> [The problem]: From the line that contains "of the sauteed" through the line that contains "of the sliced", output every line of the listing below exactly and leave out all the rest.

> [Data extracts]:
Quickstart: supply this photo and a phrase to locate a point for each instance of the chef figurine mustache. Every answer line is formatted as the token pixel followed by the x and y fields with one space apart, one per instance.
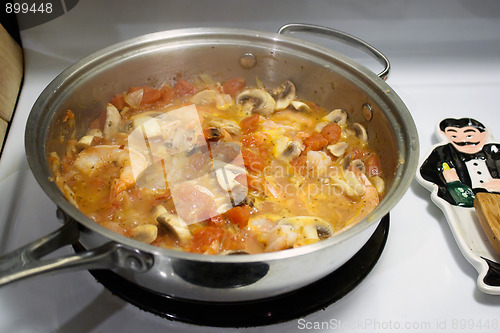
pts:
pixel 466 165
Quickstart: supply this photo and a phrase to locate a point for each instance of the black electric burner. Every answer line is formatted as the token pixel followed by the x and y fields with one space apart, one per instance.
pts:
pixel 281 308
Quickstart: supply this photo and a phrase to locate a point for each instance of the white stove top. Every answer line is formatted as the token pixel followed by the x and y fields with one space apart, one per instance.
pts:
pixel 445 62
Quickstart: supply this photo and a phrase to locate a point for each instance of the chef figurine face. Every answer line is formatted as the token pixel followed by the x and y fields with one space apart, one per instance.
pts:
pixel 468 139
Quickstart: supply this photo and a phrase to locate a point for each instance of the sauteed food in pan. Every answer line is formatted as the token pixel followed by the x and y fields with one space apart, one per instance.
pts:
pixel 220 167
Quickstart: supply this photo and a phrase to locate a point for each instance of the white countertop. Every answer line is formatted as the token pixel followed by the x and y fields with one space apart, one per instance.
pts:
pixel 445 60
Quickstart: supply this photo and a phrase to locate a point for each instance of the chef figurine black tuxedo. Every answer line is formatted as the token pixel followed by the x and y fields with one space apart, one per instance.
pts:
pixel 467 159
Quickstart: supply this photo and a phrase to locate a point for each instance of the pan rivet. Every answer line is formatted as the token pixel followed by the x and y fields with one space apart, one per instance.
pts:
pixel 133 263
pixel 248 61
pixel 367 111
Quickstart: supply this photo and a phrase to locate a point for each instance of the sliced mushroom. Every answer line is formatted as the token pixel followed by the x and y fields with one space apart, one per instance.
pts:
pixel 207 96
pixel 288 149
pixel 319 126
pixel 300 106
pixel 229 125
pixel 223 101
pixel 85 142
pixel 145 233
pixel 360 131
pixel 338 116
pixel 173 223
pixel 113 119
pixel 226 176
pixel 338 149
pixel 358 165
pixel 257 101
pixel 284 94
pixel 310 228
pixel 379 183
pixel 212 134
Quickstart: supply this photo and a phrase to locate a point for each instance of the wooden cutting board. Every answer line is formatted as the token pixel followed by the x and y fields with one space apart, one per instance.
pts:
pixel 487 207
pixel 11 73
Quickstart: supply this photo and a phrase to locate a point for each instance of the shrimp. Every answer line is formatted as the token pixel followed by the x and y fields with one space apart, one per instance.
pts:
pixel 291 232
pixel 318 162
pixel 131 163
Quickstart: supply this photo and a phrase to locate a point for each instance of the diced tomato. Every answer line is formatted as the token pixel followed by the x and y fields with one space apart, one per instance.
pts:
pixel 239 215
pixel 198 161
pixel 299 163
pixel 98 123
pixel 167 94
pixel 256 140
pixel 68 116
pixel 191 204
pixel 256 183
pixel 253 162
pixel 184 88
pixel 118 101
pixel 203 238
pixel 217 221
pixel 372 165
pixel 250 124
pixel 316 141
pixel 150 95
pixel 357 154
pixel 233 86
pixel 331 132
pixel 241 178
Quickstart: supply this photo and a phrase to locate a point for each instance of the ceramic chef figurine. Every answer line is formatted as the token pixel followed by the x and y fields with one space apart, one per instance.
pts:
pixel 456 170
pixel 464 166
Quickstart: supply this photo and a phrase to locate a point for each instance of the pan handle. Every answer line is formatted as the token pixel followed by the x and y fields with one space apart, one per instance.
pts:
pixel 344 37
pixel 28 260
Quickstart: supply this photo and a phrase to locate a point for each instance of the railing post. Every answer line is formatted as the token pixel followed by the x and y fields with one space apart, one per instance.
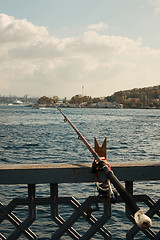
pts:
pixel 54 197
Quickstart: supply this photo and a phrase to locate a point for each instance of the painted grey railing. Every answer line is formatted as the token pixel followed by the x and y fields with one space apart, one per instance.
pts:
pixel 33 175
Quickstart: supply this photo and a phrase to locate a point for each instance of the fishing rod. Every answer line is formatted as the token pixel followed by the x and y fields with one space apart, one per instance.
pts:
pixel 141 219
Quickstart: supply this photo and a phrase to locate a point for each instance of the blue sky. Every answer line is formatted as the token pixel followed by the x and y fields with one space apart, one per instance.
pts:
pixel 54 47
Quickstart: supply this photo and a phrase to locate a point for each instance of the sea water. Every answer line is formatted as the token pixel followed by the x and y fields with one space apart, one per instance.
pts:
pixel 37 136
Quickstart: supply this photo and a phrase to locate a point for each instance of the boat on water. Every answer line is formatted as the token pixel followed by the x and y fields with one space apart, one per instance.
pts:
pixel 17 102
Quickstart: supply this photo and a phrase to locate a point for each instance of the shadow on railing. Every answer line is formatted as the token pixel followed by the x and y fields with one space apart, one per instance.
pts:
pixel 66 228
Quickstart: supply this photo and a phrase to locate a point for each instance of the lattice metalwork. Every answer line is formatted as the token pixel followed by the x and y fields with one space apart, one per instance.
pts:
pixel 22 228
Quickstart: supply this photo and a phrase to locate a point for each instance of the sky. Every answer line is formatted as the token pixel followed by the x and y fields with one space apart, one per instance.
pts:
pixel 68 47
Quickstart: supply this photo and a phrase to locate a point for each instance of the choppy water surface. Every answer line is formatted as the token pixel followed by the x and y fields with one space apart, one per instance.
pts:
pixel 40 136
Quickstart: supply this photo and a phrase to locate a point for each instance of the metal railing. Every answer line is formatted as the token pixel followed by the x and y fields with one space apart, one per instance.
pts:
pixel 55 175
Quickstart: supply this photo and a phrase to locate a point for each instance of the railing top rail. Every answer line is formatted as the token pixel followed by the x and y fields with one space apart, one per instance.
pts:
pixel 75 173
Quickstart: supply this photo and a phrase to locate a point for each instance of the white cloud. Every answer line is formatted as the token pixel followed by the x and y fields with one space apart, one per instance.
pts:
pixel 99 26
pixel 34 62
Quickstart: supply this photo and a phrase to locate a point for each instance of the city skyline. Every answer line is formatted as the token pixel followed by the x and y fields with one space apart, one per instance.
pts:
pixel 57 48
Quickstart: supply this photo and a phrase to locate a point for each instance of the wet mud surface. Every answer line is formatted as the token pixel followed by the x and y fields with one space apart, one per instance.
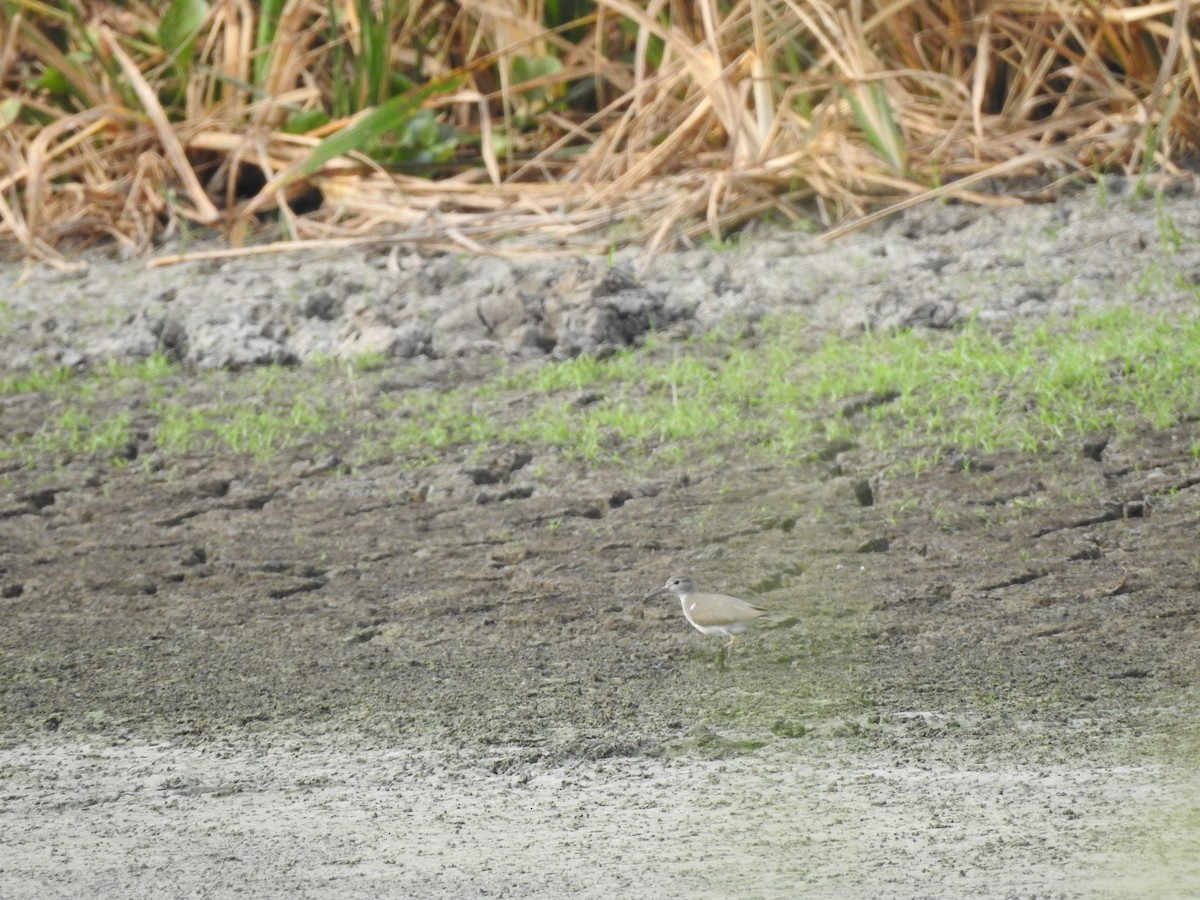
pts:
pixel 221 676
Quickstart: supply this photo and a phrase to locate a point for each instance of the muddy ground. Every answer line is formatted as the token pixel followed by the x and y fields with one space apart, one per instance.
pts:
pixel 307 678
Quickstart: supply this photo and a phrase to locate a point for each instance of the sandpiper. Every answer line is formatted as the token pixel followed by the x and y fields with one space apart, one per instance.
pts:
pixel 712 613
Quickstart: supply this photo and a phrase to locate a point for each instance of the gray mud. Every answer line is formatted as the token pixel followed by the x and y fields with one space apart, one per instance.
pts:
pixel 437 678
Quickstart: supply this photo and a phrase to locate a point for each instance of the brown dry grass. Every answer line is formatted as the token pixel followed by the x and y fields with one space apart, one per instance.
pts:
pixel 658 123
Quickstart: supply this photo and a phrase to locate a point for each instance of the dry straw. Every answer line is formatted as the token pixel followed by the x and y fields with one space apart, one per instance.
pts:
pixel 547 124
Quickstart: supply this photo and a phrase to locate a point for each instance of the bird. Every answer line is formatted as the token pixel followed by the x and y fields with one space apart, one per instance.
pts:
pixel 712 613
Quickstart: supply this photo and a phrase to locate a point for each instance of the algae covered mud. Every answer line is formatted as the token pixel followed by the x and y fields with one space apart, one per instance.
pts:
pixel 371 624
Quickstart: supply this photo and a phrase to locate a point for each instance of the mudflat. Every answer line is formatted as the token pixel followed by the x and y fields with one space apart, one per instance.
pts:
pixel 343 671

> [Answer box]:
Quickstart: supply this photo and a phrase to locate a point for each instance of the sauteed food in pan. Every answer line is formatted as the token pixel followed by the x and y fields with one space apart, one per instance.
pts:
pixel 220 167
Quickstart: supply this photo and a phrase to locate a point for each instance of the white countertop. Every answer line is formatted as the token pixel followed by the x and y fields with one space apart, one per instance.
pts:
pixel 445 60
Quickstart: supply this photo and a phrase to locate a point for each instance of the chef figurine black tuxedo. Every answer line is formatted as the token pixel followed by the x and y fields with one space apart, one per instance.
pts:
pixel 467 159
Quickstart: supply this photo and a phrase to locate a point for each instance of the pan rivet. Every answer line is formatted as the token pixel followed by the x and y fields with one space apart, one per instance.
pts:
pixel 133 263
pixel 248 61
pixel 367 111
Quickstart: supply this photo and a phrase to locate a point for each instance of the sliced mushroom. Every answer line is formatted as the token pixel followed by the x and y fields with one space apart, one per instance.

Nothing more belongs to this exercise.